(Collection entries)

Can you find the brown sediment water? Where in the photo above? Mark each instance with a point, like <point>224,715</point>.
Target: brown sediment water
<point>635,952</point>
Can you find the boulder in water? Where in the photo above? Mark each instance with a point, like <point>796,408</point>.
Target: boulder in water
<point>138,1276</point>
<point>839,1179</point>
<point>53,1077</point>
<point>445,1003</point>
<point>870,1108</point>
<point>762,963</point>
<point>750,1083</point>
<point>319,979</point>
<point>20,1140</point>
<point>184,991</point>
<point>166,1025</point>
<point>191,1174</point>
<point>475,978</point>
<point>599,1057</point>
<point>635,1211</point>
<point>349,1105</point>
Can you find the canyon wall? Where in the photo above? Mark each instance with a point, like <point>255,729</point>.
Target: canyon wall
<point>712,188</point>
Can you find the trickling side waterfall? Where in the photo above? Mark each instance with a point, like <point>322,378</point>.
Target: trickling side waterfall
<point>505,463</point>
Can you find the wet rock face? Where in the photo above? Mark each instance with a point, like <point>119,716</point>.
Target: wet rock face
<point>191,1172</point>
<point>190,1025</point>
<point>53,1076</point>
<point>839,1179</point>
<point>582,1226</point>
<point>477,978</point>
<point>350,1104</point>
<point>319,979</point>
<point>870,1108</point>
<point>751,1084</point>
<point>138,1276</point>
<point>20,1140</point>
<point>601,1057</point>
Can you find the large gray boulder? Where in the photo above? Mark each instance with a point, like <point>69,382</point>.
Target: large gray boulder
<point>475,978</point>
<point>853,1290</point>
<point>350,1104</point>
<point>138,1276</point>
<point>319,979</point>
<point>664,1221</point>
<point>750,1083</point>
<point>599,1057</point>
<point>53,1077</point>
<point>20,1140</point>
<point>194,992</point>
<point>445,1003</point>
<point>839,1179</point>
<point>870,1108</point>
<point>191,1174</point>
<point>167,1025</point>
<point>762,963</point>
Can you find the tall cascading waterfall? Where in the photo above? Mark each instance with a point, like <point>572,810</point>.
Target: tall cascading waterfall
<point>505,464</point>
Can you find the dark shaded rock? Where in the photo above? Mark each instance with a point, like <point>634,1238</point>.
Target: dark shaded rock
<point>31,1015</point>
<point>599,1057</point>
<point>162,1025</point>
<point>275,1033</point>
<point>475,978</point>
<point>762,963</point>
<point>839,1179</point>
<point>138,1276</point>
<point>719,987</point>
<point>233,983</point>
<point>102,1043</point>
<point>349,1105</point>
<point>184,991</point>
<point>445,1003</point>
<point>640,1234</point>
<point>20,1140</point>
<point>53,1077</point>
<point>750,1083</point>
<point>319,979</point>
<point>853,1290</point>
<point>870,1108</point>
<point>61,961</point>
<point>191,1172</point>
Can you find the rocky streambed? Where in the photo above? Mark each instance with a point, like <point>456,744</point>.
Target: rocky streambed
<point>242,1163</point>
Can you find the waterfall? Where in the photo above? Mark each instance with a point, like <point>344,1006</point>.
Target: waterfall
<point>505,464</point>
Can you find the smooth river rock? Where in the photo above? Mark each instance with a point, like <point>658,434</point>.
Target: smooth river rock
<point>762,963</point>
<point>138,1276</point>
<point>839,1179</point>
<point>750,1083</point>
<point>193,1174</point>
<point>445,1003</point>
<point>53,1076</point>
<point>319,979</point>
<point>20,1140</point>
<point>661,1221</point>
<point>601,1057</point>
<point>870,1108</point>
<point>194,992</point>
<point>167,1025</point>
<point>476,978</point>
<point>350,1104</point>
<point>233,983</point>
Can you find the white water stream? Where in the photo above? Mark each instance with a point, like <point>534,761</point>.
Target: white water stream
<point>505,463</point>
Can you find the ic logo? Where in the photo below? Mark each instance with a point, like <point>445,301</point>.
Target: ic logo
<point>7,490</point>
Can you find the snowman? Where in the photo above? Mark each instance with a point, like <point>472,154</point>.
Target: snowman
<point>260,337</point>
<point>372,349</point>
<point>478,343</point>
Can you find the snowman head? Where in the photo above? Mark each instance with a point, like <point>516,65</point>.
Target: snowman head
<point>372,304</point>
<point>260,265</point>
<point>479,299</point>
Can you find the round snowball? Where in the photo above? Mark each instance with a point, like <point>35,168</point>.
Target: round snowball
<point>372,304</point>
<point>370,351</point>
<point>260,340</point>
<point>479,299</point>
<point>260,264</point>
==
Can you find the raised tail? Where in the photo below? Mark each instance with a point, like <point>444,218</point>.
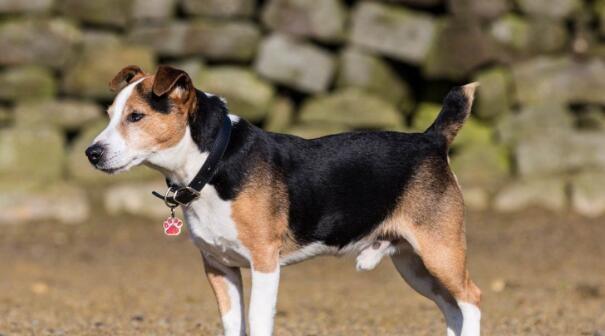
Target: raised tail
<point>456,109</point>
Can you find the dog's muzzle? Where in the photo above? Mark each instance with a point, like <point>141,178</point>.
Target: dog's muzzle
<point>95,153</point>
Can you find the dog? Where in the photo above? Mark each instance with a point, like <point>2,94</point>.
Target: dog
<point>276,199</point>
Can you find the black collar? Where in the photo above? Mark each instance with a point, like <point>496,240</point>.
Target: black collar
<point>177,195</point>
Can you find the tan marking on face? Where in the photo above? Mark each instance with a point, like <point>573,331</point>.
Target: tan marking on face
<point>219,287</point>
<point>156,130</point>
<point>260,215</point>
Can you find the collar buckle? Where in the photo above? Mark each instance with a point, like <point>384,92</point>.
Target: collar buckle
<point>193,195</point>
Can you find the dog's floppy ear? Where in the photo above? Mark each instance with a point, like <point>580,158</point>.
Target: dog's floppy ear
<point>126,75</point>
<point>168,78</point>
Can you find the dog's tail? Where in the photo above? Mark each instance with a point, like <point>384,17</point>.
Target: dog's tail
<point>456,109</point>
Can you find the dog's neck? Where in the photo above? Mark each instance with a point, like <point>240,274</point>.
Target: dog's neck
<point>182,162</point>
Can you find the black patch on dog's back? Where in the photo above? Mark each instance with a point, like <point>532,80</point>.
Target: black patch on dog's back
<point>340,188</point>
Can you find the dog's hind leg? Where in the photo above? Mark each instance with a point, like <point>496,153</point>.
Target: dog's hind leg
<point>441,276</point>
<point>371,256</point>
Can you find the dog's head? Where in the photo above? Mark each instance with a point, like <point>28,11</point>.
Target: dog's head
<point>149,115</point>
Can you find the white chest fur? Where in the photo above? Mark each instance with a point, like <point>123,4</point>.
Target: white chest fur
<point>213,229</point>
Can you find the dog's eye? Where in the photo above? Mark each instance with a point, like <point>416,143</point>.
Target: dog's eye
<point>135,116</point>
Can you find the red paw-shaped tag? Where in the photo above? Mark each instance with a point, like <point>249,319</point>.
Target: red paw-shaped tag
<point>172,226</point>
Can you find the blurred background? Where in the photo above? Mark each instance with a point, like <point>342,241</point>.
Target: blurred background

◆ Task requirements
Please write out the items above again, word for word, taking the stretch from the line containing "Can you find the red" through the line containing "<point>172,226</point>".

◆ The output
Can you find the red paw-shaped tag? Where in the photo above? Mark each instance with a point, like <point>249,319</point>.
Target: red paw-shaped tag
<point>172,226</point>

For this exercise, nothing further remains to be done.